_PROVIDED TEXT:_
After I posted on Tuesday about talking about uncomfortable feelings, I noticed my cousin had posted on the status of one of his friends. His friend had basically posted a suicide note.
There were some, “don’t do this” messages and a few, “hey man, give me a call” messages and a couple, “I hope this is a joke” comments as well. It turned into a huge thread trying to locate him to stop anything from happening.
I don’t know the guy, he lives in San Diego, but I was engrossed and followed it for the afternoon. A group was created and discussion about his mental state and the issues he’s been dealing with lately were all discussed (including the idea that he’s in some legal trouble or has made a mess of his life and may or may not simply be faking a suicide in order to disappear).
I guess it just made me sad. Although a few people were mentioning that they had recently seen him and he seemed fine, I just wonder if he had tried to reach out to friends or family in the past few days. Funny how something so definitive opens up the conversation about mental illness a heck of a lot faster (although you could still kind of sense the discomfort from some of the commenters and the fact that they were talking around him, still not to him). To the best of my knowledge, he hasn’t been found one way or another yet.

_DATA BLOCK:_

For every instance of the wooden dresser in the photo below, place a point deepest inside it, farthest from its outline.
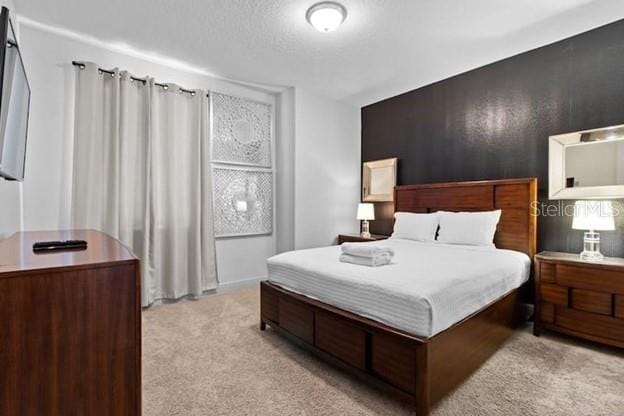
(580, 298)
(70, 332)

_ACTIVITIES:_
A – Answer these about the blog post on the online suicide note:
(i) On what day had the writer posted about talking about uncomfortable feelings?
(ii) Where does the cousin's friend live?
(iii) What did a few people mention about having recently seen him?
B – How might the blog post about the online suicide note go on? Write the next part, following on from its final sentence.

_RESPONSES FOR EACH TASK:_
A –
(i) Tuesday
(ii) San Diego
(iii) That he seemed fine

B –
My sister works in the mental health field and each year, she rounds up the fam to participate in a local charity walk for the National Alliance on Mental Illness. The idea behind the walk is to destigmatize talking about mental illness.
She also has her own personal history of mental health issues. That’s why it was even harsher that she was one of the ones this weekend who ignored my comments that I was unhappy and lonely. The friend I reached out to also has had bouts of depression. And perhaps my mom’s avoidance of my comment was a silent suggestion that I take up her method of coping with uncomfortable emotions?
I’m not saying feeling unhappy and lonely = checking into a psych ward, but I’m saying feeling unhappy and lonely and wanting to talk about it but being shot down = amplifying those feelings and feeling like they are wrong or bad and that I’m more alone than I thought.
Now, I’m sorry to say, but yes, I read Get Off My Internets (sometimes it crosses the line to just plain mean, but I like how it makes fun of the ridiculousness that is blogging). Yesterday I read a post critiquing fashion bloggers’ advice to “spruce yourself up to shake off depression,” to which partypants says, “Because when you suffer from clinical depression so crippling that it’s a monumental effort just to go to Walgreen’s for tampons, the least you can do is put on jeans and lipgloss so we don’t have to look at you.”
I’m the first person to try to make an effort with how I look, to fake it til I make it to get out of a funk, but I realized with those words that I don’t know what a serious mental illness actually does to you. A funk is not depressed. Yes, I get sad, yes, I get lonely, but when I step back, those uncomfortable emotions make me happy to be alive to feel them because the alternative is not something I’m interested in.
This one time, at church camp (yeah, I said it), a girl said she’d never kill herself because she likes herself too much. She was made fun of for being so…well, I don’t know really…confident? What? Like it’s so cool to be depressed and not like yourself?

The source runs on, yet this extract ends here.